INPUT RECORDS |
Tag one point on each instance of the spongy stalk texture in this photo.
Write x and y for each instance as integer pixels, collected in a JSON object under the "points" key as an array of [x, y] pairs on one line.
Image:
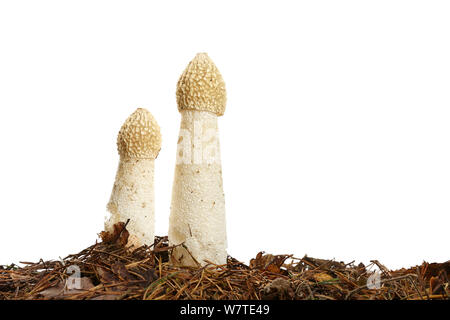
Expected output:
{"points": [[197, 215], [132, 198]]}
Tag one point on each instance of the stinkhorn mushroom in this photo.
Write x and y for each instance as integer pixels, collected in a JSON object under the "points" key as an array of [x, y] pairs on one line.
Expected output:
{"points": [[132, 197], [197, 220]]}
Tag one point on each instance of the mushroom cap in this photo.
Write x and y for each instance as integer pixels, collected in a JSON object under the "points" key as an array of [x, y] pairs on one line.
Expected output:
{"points": [[201, 87], [139, 137]]}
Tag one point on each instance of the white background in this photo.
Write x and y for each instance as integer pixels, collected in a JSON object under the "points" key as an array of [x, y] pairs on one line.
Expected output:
{"points": [[335, 141]]}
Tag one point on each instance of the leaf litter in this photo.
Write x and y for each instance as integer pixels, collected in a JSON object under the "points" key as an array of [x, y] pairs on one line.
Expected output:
{"points": [[111, 270]]}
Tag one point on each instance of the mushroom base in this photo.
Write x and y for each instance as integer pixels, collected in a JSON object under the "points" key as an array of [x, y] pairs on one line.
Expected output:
{"points": [[132, 198]]}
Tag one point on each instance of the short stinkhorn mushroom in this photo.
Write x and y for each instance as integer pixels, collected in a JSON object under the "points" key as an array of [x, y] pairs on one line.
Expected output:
{"points": [[132, 197], [197, 219]]}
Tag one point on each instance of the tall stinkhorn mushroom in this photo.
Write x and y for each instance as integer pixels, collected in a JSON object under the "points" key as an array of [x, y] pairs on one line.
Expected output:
{"points": [[132, 197], [197, 219]]}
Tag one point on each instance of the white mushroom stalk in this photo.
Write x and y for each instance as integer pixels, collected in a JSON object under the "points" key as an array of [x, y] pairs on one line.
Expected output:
{"points": [[197, 219], [132, 197]]}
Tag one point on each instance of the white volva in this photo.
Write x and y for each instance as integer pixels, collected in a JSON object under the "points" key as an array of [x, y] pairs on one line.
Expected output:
{"points": [[197, 218], [132, 197]]}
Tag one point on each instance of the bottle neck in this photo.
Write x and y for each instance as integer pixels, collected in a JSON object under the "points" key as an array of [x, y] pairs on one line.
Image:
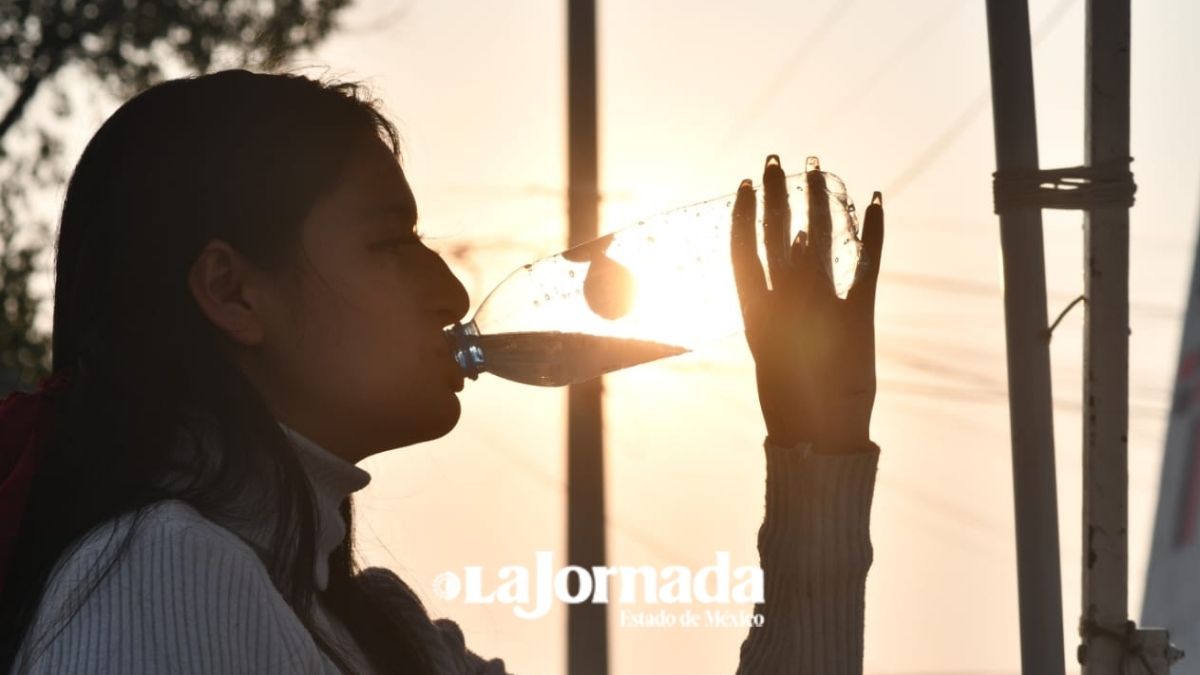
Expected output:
{"points": [[466, 350]]}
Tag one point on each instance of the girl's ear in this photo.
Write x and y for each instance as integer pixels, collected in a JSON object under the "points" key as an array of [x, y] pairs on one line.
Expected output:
{"points": [[232, 292]]}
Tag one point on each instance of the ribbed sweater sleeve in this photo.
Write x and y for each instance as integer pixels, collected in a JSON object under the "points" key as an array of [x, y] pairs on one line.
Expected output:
{"points": [[189, 597], [815, 550]]}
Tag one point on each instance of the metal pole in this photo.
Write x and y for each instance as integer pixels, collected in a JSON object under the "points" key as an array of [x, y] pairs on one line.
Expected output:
{"points": [[587, 623], [1031, 419], [1105, 350]]}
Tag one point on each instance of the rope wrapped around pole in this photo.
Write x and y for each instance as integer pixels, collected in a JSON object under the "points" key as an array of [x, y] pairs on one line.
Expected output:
{"points": [[1104, 185]]}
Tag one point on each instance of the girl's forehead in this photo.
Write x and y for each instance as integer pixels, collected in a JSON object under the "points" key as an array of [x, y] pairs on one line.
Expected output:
{"points": [[372, 179]]}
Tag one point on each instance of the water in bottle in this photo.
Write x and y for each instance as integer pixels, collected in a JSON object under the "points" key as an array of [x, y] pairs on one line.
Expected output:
{"points": [[657, 288]]}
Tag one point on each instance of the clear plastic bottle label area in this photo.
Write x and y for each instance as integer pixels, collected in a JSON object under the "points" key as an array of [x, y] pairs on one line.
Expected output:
{"points": [[657, 288]]}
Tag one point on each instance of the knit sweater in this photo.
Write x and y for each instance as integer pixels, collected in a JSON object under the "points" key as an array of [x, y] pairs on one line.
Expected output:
{"points": [[191, 596]]}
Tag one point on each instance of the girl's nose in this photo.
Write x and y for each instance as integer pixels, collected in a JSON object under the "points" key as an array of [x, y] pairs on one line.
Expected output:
{"points": [[450, 299]]}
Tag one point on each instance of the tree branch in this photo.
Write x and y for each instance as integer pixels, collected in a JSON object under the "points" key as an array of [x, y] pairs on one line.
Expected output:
{"points": [[28, 88]]}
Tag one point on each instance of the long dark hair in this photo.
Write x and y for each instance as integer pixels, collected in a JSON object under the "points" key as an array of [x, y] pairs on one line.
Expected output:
{"points": [[237, 156]]}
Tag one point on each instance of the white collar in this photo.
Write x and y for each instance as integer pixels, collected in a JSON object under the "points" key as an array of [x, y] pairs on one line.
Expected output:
{"points": [[331, 477]]}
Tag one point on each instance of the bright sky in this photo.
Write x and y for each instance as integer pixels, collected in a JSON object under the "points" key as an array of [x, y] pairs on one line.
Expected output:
{"points": [[693, 97], [892, 96]]}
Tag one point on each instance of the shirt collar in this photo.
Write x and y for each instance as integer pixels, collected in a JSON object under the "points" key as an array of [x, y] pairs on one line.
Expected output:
{"points": [[251, 515], [333, 479]]}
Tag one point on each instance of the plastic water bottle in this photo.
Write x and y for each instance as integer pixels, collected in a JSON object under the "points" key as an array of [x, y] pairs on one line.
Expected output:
{"points": [[657, 288]]}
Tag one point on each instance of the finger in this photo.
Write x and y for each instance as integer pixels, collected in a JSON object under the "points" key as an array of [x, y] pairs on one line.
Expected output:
{"points": [[863, 291], [820, 228], [777, 221], [748, 275]]}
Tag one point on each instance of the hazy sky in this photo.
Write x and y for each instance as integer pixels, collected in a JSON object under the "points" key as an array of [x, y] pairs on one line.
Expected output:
{"points": [[694, 95]]}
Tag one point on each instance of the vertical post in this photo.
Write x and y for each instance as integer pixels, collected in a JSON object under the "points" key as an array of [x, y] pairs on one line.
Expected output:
{"points": [[1031, 418], [1105, 347], [587, 623]]}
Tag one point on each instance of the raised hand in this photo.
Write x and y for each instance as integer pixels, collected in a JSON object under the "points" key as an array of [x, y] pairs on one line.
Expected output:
{"points": [[814, 352]]}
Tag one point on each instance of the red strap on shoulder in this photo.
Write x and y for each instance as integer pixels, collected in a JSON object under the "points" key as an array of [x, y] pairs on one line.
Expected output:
{"points": [[25, 424]]}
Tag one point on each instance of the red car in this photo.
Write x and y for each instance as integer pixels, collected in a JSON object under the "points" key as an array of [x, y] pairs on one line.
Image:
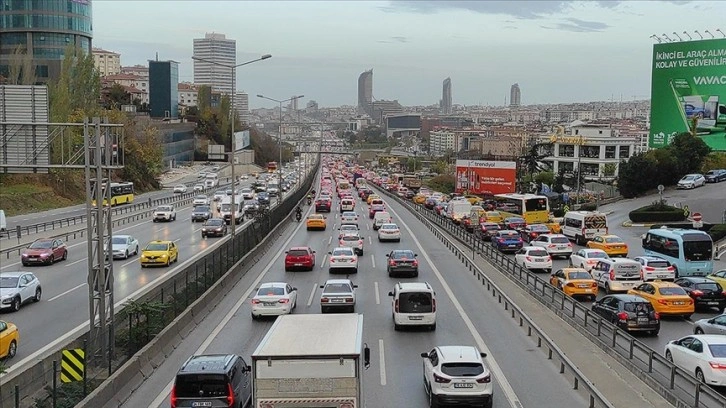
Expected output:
{"points": [[44, 251], [300, 258]]}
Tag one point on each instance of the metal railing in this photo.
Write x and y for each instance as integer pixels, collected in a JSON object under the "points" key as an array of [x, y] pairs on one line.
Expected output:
{"points": [[677, 386]]}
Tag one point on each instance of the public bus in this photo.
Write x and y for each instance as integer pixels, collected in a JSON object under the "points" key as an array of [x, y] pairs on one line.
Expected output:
{"points": [[535, 209], [121, 193], [689, 251]]}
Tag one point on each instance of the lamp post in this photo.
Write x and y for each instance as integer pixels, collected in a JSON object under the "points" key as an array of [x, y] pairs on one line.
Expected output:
{"points": [[233, 68], [279, 140]]}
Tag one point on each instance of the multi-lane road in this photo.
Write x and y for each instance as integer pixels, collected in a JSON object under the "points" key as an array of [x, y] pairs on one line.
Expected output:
{"points": [[465, 316]]}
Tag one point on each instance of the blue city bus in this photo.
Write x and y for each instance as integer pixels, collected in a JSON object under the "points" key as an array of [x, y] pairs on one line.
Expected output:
{"points": [[689, 251]]}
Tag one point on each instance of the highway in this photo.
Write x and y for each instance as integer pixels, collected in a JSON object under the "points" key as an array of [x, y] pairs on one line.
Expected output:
{"points": [[465, 316]]}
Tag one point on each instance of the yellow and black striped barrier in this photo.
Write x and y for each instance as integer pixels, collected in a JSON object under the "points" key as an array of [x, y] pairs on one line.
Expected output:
{"points": [[73, 365]]}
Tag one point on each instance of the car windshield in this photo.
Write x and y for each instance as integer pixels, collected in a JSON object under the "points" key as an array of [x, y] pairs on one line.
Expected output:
{"points": [[41, 245], [462, 369], [9, 281]]}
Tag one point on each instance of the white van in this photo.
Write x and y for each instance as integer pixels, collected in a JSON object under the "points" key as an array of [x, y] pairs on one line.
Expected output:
{"points": [[582, 226], [414, 304], [380, 218]]}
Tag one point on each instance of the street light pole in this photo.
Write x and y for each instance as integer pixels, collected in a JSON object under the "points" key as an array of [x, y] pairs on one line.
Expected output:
{"points": [[232, 114], [279, 140]]}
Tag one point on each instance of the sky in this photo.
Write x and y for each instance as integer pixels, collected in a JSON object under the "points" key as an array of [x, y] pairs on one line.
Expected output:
{"points": [[558, 51]]}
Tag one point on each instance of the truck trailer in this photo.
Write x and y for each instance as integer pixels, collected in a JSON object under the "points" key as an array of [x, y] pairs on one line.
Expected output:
{"points": [[311, 360]]}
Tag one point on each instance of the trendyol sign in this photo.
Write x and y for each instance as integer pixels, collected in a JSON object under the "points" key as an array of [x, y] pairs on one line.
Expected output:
{"points": [[485, 177]]}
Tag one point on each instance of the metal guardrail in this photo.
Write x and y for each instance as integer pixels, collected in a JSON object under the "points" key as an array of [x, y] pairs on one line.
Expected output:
{"points": [[677, 386]]}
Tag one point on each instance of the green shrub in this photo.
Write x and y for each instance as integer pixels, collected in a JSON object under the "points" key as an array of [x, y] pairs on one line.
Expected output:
{"points": [[657, 213]]}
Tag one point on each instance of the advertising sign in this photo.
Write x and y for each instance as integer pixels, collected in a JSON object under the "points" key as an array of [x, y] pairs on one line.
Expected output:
{"points": [[483, 177], [689, 82]]}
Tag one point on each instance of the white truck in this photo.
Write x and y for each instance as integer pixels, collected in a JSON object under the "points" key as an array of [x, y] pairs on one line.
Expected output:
{"points": [[311, 359]]}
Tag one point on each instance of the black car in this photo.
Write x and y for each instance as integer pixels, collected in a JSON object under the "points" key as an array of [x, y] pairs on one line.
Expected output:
{"points": [[402, 261], [214, 227], [214, 380], [628, 312], [201, 213], [706, 293]]}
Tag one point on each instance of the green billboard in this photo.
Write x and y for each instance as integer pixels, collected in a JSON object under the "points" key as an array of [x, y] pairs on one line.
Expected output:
{"points": [[689, 82]]}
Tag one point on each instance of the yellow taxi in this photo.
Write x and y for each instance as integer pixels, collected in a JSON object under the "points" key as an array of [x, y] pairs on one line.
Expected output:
{"points": [[613, 245], [9, 339], [159, 253], [316, 221], [575, 282], [667, 298]]}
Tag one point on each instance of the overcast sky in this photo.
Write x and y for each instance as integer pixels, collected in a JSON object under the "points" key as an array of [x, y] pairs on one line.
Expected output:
{"points": [[557, 51]]}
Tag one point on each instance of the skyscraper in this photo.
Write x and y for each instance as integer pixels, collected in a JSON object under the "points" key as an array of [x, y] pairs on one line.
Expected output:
{"points": [[43, 30], [446, 102], [515, 95], [217, 48], [365, 91]]}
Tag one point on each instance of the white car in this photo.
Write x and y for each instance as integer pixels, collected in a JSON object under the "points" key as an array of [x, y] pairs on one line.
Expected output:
{"points": [[554, 244], [338, 294], [703, 355], [691, 181], [164, 213], [274, 299], [200, 200], [455, 374], [389, 232], [180, 188], [534, 259], [587, 258], [343, 258], [17, 288]]}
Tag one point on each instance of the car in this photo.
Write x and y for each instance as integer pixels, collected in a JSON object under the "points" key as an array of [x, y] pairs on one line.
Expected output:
{"points": [[214, 227], [507, 241], [180, 189], [703, 355], [273, 299], [337, 295], [667, 298], [613, 245], [200, 200], [316, 222], [534, 259], [352, 240], [159, 252], [44, 251], [9, 339], [629, 312], [164, 213], [389, 232], [299, 258], [201, 213], [691, 181], [457, 375], [18, 288], [587, 258], [575, 282], [343, 258], [123, 246], [402, 261]]}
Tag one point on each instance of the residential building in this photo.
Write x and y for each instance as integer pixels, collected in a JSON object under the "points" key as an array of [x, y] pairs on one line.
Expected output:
{"points": [[43, 29], [106, 62], [215, 49], [164, 89]]}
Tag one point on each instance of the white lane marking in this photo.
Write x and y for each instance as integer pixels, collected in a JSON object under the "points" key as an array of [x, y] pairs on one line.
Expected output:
{"points": [[312, 294], [164, 396], [493, 365], [382, 361], [67, 292]]}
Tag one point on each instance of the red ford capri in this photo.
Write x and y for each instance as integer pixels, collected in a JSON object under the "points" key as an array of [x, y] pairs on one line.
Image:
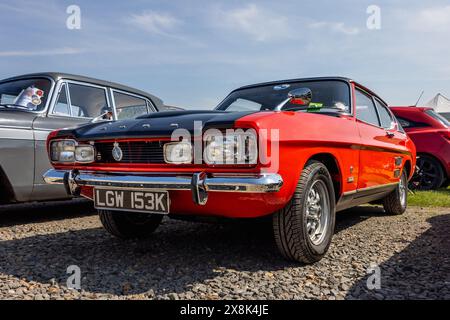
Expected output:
{"points": [[297, 150], [430, 133]]}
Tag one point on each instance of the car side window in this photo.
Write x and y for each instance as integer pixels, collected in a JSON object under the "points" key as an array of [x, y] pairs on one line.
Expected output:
{"points": [[87, 101], [365, 109], [62, 107], [128, 106], [385, 117]]}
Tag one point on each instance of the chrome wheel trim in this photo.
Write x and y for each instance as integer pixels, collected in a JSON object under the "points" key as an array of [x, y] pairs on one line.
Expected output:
{"points": [[317, 212]]}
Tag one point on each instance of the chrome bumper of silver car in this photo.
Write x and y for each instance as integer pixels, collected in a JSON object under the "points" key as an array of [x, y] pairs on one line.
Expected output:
{"points": [[199, 183]]}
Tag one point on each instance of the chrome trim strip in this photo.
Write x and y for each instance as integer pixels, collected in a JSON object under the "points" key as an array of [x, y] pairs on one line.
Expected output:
{"points": [[348, 193], [16, 134], [258, 183]]}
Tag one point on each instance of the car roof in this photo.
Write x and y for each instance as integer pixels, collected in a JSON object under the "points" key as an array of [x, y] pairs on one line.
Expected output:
{"points": [[59, 75], [410, 108], [330, 78]]}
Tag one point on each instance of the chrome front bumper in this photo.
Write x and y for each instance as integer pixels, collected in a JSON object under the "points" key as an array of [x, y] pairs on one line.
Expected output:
{"points": [[199, 183]]}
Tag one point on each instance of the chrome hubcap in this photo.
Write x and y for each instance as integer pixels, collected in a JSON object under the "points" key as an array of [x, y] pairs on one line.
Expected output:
{"points": [[317, 212]]}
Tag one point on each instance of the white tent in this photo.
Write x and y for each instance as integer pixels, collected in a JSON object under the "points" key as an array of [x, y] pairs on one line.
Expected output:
{"points": [[440, 104]]}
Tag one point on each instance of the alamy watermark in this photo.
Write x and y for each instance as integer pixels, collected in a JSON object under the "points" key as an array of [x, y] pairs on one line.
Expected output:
{"points": [[74, 279], [374, 279], [73, 21], [224, 146], [374, 20]]}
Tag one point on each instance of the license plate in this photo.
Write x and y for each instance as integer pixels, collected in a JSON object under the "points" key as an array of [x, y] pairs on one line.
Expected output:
{"points": [[132, 200]]}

WHAT IS ASKED | Pull out every line from the one with "Tag one point on each instance of the alamy" to the end of the listing, and output only those.

FINAL RESULT |
Tag one point on each instance of the alamy watermark in this photo.
Write x and y for each instance as integer pixels, collected in a JSON object under the "points" key as an array of [x, y] pairs on one line.
Expected output:
{"points": [[74, 279], [374, 279], [73, 21], [224, 146], [374, 20]]}
Tag one point on each instance of the license plate in this photo.
Write x and y for each instance as integer pixels, collected in a JSON object under the "points" key as an array of [x, y] pairs on one line.
Expected output:
{"points": [[132, 200]]}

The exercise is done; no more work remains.